#### Extract to read ####

In today’s lesson, the rich young man turns away from Jesus, unable to fulfill the law.   He asks Jesus what he must do to inherit eternal life.  Jesus says that he must love God with all his heart, by not murdering, committing adultery, not stealing, not lying, and loving his neighbor as himself.  Feeling like he has done all these things, he says, “I have kept all these; what do I still lack?”

Jesus goes on to tell him that in order to inherit eternal life he must sell his possessions and give his money to the poor, and then come and follow him.

This story is one of great trouble to a culture built on consumerism and commercialism.  Must we sell all we have?  Must we give away all we have to the poor?  I have heard this text preached a number of times here in America, usually filled with justifications about how the rich young ruler is different than we are.  There are justifications of how we can really keep our money, and excuses given to how the rich young man’s real problem was that he loved his money more than God.  It wasn’t his possessions that were the problem, but his mindset.

#### Data listing ####

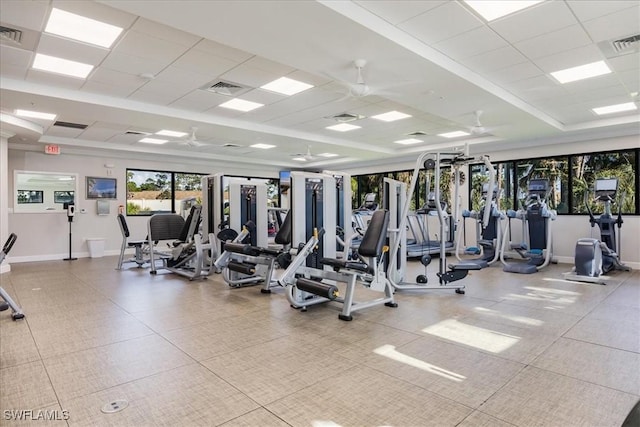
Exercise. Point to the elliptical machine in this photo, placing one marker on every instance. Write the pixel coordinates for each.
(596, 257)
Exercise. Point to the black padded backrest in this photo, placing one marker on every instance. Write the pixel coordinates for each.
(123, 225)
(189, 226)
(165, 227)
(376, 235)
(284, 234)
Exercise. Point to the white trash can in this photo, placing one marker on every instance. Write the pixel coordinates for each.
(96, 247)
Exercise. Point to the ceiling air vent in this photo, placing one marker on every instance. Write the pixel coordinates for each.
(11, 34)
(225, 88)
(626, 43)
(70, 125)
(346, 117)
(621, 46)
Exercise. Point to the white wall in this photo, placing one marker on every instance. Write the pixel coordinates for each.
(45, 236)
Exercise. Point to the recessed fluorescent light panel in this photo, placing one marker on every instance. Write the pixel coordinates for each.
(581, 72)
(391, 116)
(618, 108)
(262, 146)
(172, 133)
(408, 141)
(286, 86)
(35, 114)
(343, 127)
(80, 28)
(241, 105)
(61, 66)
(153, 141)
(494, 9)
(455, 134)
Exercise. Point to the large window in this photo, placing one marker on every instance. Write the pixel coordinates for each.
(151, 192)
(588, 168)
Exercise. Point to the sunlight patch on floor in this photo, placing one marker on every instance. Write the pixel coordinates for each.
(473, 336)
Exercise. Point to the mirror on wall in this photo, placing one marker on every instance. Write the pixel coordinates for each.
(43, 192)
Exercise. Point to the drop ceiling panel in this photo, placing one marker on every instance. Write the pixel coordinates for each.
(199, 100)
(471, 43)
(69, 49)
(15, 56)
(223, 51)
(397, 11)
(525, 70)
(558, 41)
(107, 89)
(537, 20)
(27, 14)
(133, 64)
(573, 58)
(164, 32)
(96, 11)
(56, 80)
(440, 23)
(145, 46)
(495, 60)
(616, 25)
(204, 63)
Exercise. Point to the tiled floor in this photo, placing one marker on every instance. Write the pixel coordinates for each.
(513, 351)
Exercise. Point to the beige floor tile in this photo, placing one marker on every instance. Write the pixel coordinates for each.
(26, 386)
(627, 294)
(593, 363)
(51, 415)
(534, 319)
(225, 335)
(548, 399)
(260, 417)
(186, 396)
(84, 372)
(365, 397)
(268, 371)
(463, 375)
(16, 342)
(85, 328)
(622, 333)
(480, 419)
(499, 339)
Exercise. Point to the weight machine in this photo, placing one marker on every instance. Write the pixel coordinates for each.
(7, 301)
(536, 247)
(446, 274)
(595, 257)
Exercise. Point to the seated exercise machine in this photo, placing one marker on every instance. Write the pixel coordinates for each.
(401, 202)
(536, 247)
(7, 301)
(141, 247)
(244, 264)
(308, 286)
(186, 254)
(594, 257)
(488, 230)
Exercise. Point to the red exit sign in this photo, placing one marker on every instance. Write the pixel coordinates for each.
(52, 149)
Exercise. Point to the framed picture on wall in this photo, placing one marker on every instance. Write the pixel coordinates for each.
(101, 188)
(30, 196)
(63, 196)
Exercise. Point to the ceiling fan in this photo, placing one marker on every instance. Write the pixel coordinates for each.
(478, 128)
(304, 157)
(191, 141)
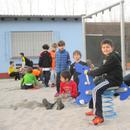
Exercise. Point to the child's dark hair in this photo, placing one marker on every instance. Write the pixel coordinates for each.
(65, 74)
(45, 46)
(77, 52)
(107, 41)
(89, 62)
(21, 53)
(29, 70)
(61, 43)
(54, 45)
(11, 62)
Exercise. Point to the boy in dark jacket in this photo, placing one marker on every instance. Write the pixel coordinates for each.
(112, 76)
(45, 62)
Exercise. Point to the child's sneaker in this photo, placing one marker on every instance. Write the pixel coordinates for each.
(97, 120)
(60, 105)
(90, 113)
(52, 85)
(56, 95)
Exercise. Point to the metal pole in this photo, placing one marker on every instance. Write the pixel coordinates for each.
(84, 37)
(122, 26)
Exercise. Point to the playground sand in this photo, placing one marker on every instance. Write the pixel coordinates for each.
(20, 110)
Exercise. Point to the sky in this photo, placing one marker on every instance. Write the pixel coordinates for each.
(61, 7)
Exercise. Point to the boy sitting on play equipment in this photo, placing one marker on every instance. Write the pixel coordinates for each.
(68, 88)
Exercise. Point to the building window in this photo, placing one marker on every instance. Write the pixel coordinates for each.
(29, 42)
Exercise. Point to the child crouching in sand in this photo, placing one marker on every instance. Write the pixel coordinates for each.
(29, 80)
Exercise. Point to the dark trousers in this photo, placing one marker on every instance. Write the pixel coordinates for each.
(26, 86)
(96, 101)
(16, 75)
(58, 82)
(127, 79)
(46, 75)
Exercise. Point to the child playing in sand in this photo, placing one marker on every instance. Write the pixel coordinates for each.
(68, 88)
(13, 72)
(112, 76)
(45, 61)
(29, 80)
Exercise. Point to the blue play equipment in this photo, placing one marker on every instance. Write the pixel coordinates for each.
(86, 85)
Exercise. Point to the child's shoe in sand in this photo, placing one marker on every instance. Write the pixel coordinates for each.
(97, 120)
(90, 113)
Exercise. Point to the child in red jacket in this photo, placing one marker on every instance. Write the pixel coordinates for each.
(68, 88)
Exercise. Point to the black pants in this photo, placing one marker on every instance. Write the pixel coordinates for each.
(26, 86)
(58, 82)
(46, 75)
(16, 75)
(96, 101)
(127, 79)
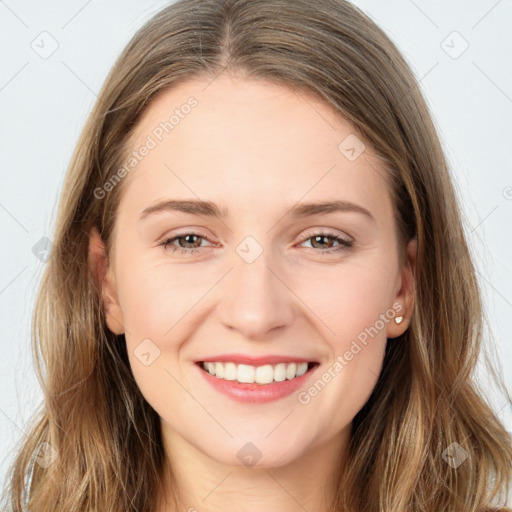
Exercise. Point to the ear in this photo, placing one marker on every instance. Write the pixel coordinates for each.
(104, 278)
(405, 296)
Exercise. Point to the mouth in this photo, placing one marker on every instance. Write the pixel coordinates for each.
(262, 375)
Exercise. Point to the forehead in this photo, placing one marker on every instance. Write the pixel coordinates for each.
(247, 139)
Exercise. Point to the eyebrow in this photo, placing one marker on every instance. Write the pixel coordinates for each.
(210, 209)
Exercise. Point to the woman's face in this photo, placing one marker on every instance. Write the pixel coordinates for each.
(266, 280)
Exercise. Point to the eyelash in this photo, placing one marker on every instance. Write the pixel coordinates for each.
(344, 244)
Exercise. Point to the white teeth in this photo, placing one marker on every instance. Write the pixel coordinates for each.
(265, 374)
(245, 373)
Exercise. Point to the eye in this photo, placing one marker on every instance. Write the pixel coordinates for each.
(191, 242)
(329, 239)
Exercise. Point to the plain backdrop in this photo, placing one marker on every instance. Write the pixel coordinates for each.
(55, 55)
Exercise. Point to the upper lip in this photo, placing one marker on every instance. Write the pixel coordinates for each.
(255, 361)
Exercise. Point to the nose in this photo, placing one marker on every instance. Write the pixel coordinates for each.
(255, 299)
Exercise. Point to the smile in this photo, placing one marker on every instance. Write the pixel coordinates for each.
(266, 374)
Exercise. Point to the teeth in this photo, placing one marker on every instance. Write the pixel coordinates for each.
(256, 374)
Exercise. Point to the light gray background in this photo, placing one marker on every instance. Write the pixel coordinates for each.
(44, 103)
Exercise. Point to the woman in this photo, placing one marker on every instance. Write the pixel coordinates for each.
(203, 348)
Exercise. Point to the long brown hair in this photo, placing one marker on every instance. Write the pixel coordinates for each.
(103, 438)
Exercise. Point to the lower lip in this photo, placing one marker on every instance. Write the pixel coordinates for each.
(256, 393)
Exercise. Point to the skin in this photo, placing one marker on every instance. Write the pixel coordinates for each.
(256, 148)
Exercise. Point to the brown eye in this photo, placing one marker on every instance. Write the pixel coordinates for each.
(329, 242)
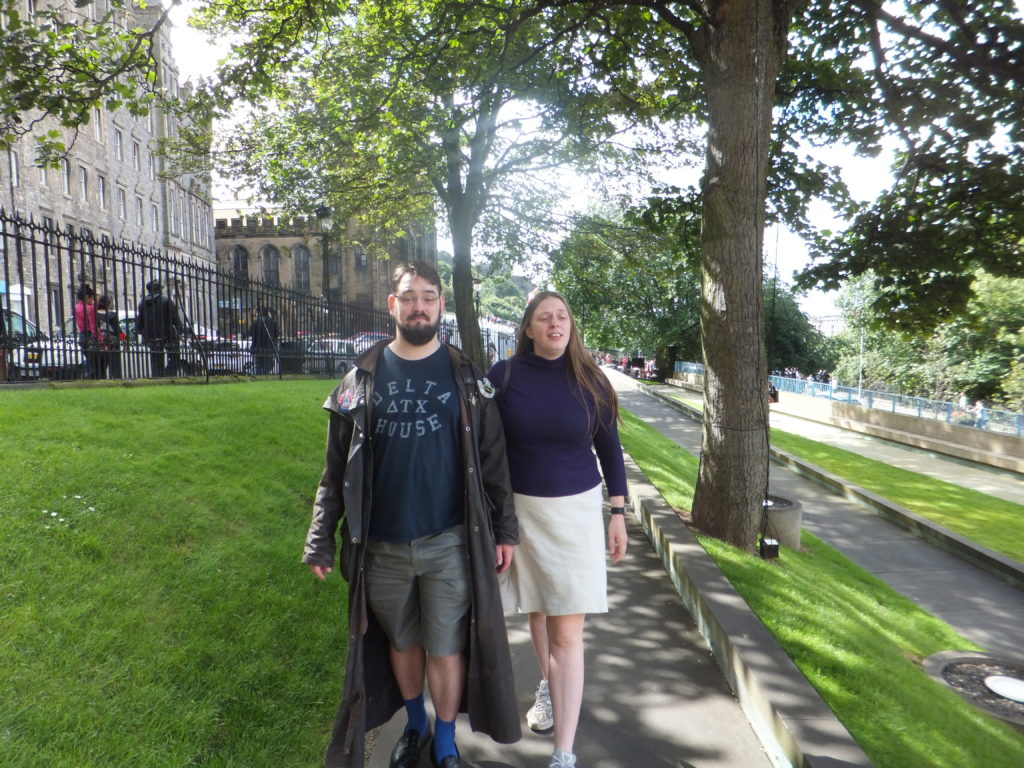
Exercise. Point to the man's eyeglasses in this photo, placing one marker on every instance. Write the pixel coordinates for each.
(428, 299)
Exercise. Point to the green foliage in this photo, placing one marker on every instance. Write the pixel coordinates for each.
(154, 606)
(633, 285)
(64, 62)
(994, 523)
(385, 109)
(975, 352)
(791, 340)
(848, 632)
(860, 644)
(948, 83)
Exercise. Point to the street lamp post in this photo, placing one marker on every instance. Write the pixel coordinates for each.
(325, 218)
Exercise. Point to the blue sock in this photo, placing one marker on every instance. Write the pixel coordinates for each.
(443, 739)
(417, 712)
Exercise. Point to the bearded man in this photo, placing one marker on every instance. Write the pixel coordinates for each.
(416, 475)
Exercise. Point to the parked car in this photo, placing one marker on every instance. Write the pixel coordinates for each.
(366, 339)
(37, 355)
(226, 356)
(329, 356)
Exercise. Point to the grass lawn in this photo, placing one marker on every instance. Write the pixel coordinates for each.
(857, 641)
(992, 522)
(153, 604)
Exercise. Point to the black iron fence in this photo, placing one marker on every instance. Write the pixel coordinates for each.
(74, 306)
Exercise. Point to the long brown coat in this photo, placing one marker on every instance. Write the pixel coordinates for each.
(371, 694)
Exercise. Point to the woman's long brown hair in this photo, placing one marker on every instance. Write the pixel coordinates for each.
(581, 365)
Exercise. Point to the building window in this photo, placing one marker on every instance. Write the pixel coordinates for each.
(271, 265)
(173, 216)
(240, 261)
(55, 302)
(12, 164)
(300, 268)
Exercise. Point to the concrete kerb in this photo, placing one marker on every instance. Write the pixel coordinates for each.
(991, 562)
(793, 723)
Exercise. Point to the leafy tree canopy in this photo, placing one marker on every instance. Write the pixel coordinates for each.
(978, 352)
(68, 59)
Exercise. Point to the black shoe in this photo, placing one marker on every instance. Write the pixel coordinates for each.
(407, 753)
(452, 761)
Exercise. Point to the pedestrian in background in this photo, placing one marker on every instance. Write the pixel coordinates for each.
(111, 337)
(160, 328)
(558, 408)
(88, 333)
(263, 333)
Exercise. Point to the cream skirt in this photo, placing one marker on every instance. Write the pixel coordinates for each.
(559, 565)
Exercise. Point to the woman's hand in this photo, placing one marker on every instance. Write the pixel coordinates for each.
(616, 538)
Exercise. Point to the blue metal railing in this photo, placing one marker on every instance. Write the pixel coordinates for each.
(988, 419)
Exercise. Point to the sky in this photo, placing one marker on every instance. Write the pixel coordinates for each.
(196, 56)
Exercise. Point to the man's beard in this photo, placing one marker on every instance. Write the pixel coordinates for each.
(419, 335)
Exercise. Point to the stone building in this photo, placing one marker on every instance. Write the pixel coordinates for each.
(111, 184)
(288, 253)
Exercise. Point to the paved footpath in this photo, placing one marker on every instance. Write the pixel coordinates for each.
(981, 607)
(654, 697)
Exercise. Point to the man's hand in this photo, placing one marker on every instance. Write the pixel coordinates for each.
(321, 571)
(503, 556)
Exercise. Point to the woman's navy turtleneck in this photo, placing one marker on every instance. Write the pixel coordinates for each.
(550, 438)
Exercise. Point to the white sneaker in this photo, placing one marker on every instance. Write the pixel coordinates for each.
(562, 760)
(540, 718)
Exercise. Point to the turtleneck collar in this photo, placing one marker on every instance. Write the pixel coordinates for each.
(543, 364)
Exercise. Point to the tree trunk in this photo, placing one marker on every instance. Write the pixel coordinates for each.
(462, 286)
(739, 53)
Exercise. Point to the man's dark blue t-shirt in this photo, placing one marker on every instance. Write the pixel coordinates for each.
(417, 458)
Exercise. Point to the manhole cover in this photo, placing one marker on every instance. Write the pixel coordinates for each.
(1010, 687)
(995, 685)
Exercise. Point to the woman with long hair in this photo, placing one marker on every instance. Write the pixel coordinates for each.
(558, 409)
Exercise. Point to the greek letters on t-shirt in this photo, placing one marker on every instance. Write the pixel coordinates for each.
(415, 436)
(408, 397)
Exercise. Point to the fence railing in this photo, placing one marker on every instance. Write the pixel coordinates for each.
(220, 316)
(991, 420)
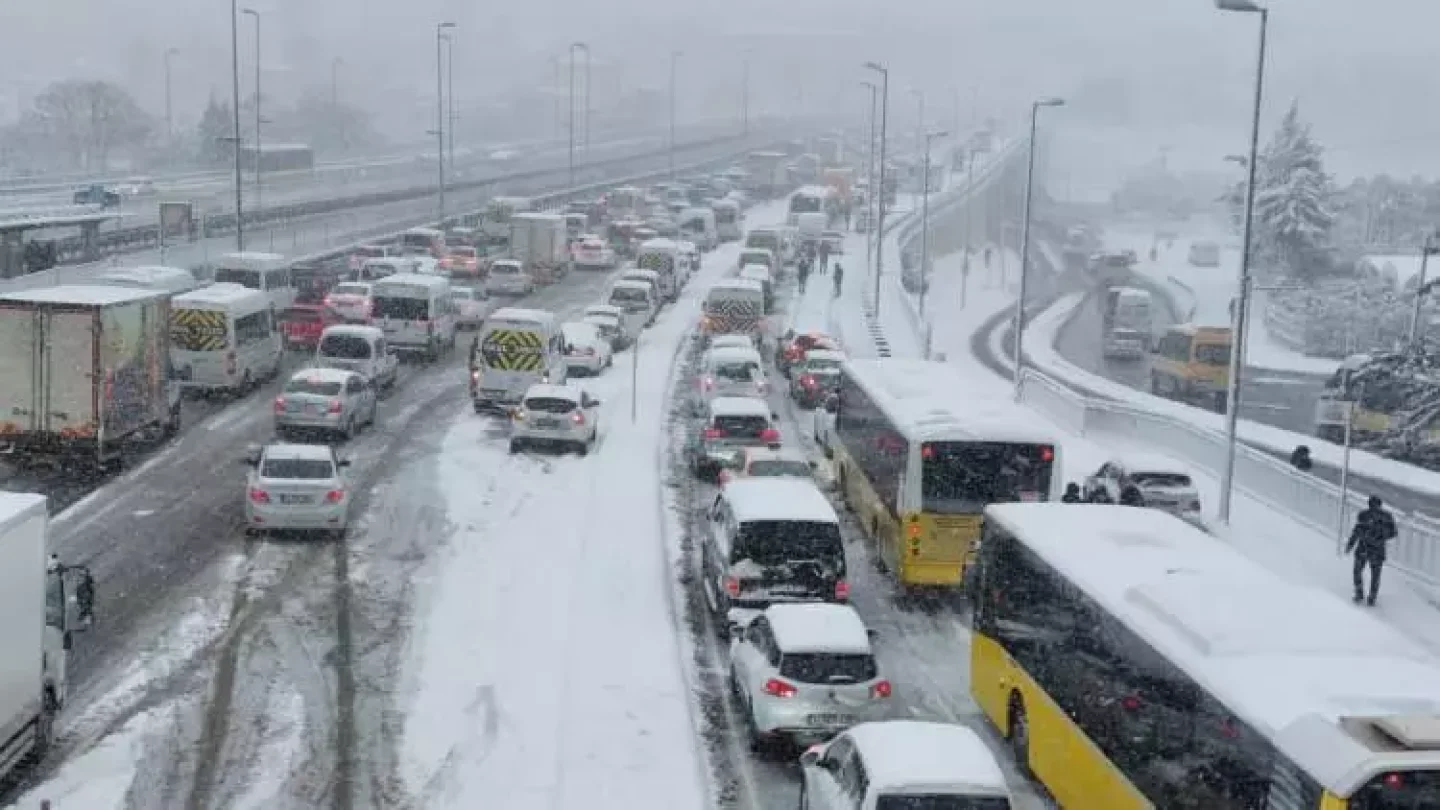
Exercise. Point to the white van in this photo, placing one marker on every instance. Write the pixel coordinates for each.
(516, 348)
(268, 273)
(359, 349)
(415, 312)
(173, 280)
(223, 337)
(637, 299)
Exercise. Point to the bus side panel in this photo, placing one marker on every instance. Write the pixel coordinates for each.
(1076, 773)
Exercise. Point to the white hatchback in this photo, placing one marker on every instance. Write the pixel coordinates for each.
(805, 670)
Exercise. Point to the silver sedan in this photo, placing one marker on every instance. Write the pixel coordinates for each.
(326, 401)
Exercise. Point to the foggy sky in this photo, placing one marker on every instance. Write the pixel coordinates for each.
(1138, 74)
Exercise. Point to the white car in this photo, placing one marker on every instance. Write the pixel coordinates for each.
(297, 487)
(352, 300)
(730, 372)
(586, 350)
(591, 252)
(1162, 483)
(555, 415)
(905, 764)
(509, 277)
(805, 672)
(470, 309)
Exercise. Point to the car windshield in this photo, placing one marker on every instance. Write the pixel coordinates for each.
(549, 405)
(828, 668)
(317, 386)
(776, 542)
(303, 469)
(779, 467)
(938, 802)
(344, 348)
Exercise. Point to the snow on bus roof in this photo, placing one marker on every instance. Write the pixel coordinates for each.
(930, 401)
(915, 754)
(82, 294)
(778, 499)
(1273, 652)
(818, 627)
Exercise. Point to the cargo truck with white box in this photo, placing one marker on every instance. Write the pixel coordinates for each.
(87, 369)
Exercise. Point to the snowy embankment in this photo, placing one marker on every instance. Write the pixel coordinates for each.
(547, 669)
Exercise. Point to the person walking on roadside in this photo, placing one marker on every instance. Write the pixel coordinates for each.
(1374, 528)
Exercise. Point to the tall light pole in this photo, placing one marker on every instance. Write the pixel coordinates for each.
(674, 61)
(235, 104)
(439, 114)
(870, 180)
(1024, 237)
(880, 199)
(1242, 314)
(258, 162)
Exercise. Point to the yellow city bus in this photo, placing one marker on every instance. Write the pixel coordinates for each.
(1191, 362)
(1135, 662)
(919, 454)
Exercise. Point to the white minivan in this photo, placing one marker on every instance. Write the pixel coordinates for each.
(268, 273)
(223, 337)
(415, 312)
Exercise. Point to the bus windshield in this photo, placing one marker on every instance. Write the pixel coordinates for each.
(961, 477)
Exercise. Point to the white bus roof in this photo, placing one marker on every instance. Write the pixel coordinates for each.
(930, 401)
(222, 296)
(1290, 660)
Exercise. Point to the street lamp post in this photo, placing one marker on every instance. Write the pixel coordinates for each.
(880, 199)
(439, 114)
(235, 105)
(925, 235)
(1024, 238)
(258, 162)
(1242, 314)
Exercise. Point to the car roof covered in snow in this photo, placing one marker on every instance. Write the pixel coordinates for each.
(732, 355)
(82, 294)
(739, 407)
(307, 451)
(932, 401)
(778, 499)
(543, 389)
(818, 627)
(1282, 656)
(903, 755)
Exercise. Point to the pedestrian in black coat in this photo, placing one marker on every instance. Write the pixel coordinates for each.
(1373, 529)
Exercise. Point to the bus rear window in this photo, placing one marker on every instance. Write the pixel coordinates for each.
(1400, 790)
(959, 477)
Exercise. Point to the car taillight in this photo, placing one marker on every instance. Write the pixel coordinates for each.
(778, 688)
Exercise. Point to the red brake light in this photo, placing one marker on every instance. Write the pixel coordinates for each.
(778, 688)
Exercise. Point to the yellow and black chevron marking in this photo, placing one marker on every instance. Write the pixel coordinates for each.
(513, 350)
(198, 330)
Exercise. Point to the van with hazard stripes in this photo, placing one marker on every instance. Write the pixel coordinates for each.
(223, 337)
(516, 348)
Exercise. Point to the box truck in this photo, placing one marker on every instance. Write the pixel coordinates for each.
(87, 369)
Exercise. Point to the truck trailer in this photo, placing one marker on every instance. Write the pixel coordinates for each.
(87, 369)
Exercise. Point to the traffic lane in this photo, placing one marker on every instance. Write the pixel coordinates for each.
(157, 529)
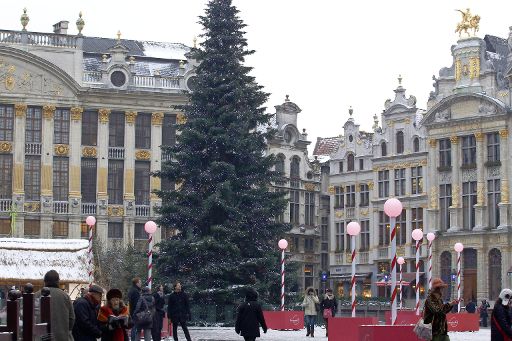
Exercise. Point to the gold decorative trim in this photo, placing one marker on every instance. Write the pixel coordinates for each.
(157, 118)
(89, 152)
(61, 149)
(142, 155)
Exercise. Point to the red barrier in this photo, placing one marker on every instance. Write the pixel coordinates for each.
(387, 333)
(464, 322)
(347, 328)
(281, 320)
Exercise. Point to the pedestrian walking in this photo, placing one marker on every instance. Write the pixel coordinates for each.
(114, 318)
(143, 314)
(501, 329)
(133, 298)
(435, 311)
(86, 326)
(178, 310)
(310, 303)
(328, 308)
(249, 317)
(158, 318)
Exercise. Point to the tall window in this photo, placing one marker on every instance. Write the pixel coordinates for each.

####

# Set problem 1:
Does each of these statements agree with the sermon on the rich young man? (a) The young man claims to have kept the commandments Jesus lists. (b) Jesus tells him to sell his possessions and give his money to the poor. (c) The speaker has never heard this story preached in America.
# Set problem 2:
In the sermon on the rich young man, what does the young man ask Jesus?
# Set problem 3:
Carry on the sermon about the rich young man from its final sentence.
None of the material is needed here.

# Output 1:
(a) Yes: "I have kept all these; what do I still lack?"
(b) Yes: "he must sell his possessions and give his money to the poor"
(c) No: "I have heard this text preached a number of times here in America"

# Output 2:
He asks what he must do to inherit eternal life.

# Output 3:
My rebuttal is simple: How is that different from this country?   Is our mindset any different?  Here we are, gearing up for Christmas already.  And how?  With the biggest shopping day of the year – Black Friday.

We horde as many things as we can, so much so that our houses are not big enough and we have to get a storage unit just to house it all.  Do we really love our possessions less than the rich young ruler?  Do we love our money any less than the rich young man?

Suze Orman, the financial guru, has a saying that has stuck with me, and which I mentioned in a recent sermon.  Decades ago, our values were such that we loved the following three things in this order: 1) People, 2) Money, 3) Things.  These days, she argues, we have mixed those up, so that in our secular culture today it is: 1) Things, 2) People, 3) Money.

I find this to be true.  If Suze and I are right, we have problems!  First, People no longer come first, with Things vaulting in importance to People.  Secondly, and perhaps more troubling, Things are valued more than Money.  This is partly why we have sky high credit card debt and mortgages that eat us alive.  I believe she is right.

What are we to do with this story of the rich young ruler?  How are we to respond?  Is there anything we need to do to amend our lives?   Are we challenged in any way?  Or are we OK with justifying how we live and not changing at all.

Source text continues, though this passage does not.